TASK LIST:
1) Retype the portion of the hair and health article from "Curious to know" up to and including "of your body.)".
2) In the hair and health article, what is named as the most common cause of gray hair?

From shampoos and conditioners to stylers and serums, many people often link the health of their hair to the products they’re using. While the wrong products can contribute to brittle, dry, or damaged hair, there can be other factors affecting your strands–and your overall well-being.
Curious to know what your hair says about your health? We’ll cover four signs to watch out for as you care for your hair. (Plus, you’ll get tips like using moringa oil for hair loss so you can take care of your body.)
Stress and Gray Hair
We all know that stress can cause our bodies to go haywire–and it can contribute to turning your hair gray. Genetics plays a role as well; if your parents dealt with gray hair even at an early age, you may experience it as well. Nevertheless, oxidative and chronic stress is the most common cause of gray hair. Consider new ways to reduce stress in your life: take more time to relax, exercise, and maintain a healthy sleep schedule to make sure you recharge on a regular basis.

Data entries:
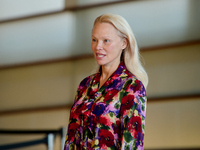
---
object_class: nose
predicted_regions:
[96,41,103,50]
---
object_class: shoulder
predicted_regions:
[124,70,146,92]
[78,74,96,89]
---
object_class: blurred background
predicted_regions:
[0,0,200,150]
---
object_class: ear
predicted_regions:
[122,38,128,49]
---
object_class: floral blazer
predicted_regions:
[64,62,146,150]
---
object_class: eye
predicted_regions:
[104,39,109,42]
[92,39,97,42]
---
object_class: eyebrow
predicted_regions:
[92,35,111,39]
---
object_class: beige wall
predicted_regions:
[0,44,200,150]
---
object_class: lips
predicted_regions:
[96,53,106,59]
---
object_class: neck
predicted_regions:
[101,64,119,80]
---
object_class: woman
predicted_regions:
[65,14,148,150]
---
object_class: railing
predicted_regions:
[0,127,66,150]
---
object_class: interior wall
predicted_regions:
[0,0,200,67]
[0,44,200,150]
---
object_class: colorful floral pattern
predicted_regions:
[65,63,146,150]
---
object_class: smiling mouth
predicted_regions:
[96,54,105,58]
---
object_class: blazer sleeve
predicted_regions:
[120,79,147,150]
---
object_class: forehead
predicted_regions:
[92,22,118,36]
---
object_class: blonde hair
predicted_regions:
[93,14,148,88]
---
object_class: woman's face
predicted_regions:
[91,23,127,67]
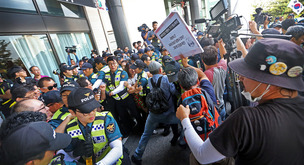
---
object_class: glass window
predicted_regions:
[0,35,59,84]
[51,33,93,64]
[0,0,37,13]
[36,0,84,18]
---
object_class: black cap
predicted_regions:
[162,56,173,66]
[228,38,304,91]
[42,90,62,105]
[94,57,106,65]
[60,65,77,72]
[68,87,101,113]
[60,81,80,93]
[131,53,139,61]
[130,59,146,69]
[2,121,72,164]
[82,56,89,61]
[145,47,151,53]
[7,65,22,78]
[80,62,93,70]
[137,49,145,54]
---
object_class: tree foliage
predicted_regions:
[252,0,297,19]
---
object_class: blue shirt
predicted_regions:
[137,71,148,87]
[48,105,70,129]
[200,80,216,103]
[64,115,122,152]
[148,74,176,115]
[141,31,151,45]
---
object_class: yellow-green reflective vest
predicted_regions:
[66,111,123,165]
[105,68,129,100]
[52,107,70,121]
[137,71,149,96]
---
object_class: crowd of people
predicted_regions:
[0,14,304,165]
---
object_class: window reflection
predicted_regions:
[0,0,37,13]
[36,0,84,18]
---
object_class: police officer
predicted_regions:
[49,81,79,130]
[103,56,143,137]
[60,65,78,82]
[65,88,123,164]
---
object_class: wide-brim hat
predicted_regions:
[228,38,304,91]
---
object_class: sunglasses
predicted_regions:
[43,83,57,91]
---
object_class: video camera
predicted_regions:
[137,23,151,32]
[253,7,272,25]
[65,45,77,53]
[207,0,242,42]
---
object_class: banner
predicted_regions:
[155,12,204,60]
[288,0,304,15]
[57,0,96,8]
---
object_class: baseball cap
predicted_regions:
[80,62,93,70]
[7,65,22,77]
[131,53,139,61]
[165,61,180,82]
[228,38,304,91]
[162,56,172,66]
[145,47,151,53]
[82,56,89,61]
[137,49,145,54]
[2,121,72,164]
[148,61,161,72]
[60,65,76,72]
[68,87,101,113]
[94,57,106,64]
[60,81,80,93]
[130,59,146,69]
[42,90,62,105]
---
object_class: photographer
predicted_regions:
[176,38,304,165]
[138,24,151,46]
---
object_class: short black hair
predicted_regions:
[30,66,38,72]
[201,45,218,65]
[12,85,35,101]
[178,67,198,90]
[286,25,304,40]
[37,77,55,88]
[76,77,89,87]
[199,37,214,48]
[282,19,296,30]
[107,56,117,63]
[140,54,151,62]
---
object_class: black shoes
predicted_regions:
[131,155,141,165]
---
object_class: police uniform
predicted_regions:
[65,111,123,165]
[49,105,71,129]
[103,68,143,136]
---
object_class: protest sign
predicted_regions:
[155,12,203,60]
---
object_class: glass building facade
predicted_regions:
[0,0,94,84]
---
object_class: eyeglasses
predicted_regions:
[37,104,47,112]
[76,109,96,116]
[43,83,57,91]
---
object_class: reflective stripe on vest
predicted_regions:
[67,111,123,165]
[105,68,129,100]
[52,107,70,121]
[137,71,149,96]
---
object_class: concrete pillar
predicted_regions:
[106,0,132,49]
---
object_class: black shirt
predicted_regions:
[209,96,304,165]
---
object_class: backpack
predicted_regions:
[181,88,221,140]
[146,76,171,114]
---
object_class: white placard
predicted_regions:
[155,12,204,60]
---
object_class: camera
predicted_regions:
[207,0,242,42]
[65,45,76,53]
[137,24,151,32]
[253,7,272,25]
[53,69,60,75]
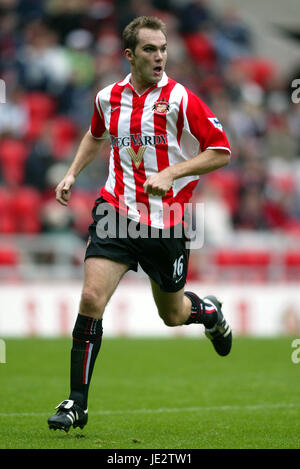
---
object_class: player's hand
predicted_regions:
[55,175,75,206]
[143,168,173,197]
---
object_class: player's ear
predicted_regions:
[124,49,134,65]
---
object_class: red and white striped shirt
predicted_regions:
[90,73,230,228]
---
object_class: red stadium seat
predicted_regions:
[13,187,42,233]
[0,245,19,266]
[23,92,56,140]
[50,116,78,159]
[0,138,29,185]
[283,250,300,282]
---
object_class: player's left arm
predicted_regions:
[144,149,230,196]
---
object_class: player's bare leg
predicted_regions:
[48,257,129,431]
[151,280,232,356]
[79,257,129,319]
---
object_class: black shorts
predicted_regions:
[85,197,189,292]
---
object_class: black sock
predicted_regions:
[69,314,103,409]
[184,292,217,329]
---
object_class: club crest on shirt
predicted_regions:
[207,117,223,130]
[152,98,170,114]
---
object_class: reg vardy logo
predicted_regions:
[110,134,168,149]
[110,134,168,169]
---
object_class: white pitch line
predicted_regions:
[0,402,300,417]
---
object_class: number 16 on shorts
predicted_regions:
[173,254,183,282]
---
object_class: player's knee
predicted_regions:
[80,287,106,315]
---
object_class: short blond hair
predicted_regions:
[122,16,167,52]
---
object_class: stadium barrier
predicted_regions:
[0,280,300,338]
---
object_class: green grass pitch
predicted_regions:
[0,337,300,450]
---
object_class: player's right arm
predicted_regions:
[55,131,105,206]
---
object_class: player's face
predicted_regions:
[129,28,167,90]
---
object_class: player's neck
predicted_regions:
[130,73,155,96]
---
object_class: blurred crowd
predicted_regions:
[0,0,300,245]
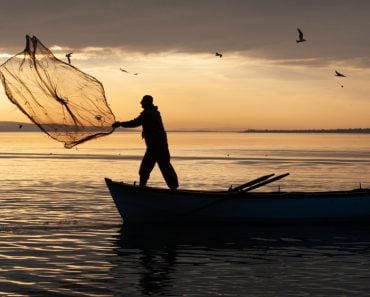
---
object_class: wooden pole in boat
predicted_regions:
[241,172,289,193]
[229,173,275,192]
[186,172,289,216]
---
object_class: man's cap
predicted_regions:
[141,95,153,104]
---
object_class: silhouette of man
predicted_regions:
[112,95,179,190]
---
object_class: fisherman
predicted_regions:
[112,95,179,190]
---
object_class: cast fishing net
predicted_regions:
[0,36,115,148]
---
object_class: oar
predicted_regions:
[241,172,289,193]
[229,173,275,192]
[186,172,289,216]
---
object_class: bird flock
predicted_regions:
[62,28,347,88]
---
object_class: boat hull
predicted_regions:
[106,179,370,223]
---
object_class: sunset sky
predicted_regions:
[0,0,370,130]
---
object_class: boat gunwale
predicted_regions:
[105,178,370,199]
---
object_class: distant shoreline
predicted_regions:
[242,128,370,134]
[0,121,370,134]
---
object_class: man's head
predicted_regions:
[140,95,153,108]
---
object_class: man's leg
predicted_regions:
[157,159,179,190]
[139,150,155,187]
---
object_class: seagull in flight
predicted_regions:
[296,28,306,43]
[66,53,73,64]
[335,70,346,77]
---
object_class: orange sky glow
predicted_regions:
[0,0,370,131]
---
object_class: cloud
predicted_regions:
[0,0,370,67]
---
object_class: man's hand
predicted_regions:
[112,122,121,128]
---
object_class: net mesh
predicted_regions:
[0,36,115,148]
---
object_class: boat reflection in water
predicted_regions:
[111,223,370,296]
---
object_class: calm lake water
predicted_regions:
[0,132,370,296]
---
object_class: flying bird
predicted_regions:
[335,70,346,77]
[66,53,73,64]
[296,28,306,43]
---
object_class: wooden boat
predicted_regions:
[105,176,370,223]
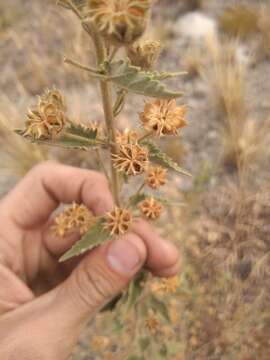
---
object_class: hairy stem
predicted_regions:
[91,29,120,206]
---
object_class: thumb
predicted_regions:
[0,234,147,360]
[51,233,147,326]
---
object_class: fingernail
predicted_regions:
[107,239,141,275]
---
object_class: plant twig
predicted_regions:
[64,57,104,78]
[91,28,120,206]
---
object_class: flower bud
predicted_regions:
[88,0,152,45]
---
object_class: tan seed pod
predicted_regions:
[112,144,148,176]
[145,314,160,335]
[139,197,164,220]
[88,0,152,45]
[104,207,133,236]
[23,89,66,140]
[145,166,167,190]
[127,40,161,70]
[140,100,187,137]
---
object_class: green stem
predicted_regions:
[92,29,120,206]
[64,57,104,78]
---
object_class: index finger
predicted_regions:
[3,161,113,228]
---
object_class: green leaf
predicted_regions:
[139,337,151,352]
[141,140,191,176]
[59,218,110,262]
[65,123,97,140]
[100,294,122,312]
[149,295,171,323]
[159,344,168,359]
[15,123,103,150]
[103,59,183,99]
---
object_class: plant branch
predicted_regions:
[91,24,120,206]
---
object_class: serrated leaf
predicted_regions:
[15,123,102,150]
[139,337,151,352]
[159,344,168,359]
[154,196,186,207]
[141,140,191,176]
[149,295,171,323]
[59,218,110,262]
[103,59,183,99]
[65,123,98,140]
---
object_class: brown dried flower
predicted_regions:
[128,40,161,70]
[140,100,187,136]
[145,166,167,190]
[116,129,139,145]
[53,203,96,237]
[104,207,132,235]
[151,276,180,295]
[139,197,163,220]
[88,0,152,44]
[112,144,148,175]
[145,313,160,335]
[23,89,66,140]
[39,88,67,112]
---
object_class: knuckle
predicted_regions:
[31,160,56,174]
[75,262,117,309]
[94,172,108,186]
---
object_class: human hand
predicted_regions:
[0,162,179,360]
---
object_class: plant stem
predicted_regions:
[92,29,120,206]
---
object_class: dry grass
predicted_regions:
[219,4,259,39]
[0,1,270,360]
[0,113,48,194]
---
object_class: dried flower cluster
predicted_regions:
[140,100,187,137]
[53,203,96,237]
[151,276,180,295]
[112,144,148,175]
[88,0,152,44]
[91,336,110,352]
[139,197,164,220]
[145,166,167,190]
[24,89,66,140]
[104,207,132,235]
[17,0,191,359]
[145,313,160,335]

ANSWERS TO EACH TASK:
1)
Curious to know what your hair says about your health? We’ll cover four signs to watch out for as you care for your hair. (Plus, you’ll get tips like using moringa oil for hair loss so you can take care of your body.)

2) Oxidative and chronic stress.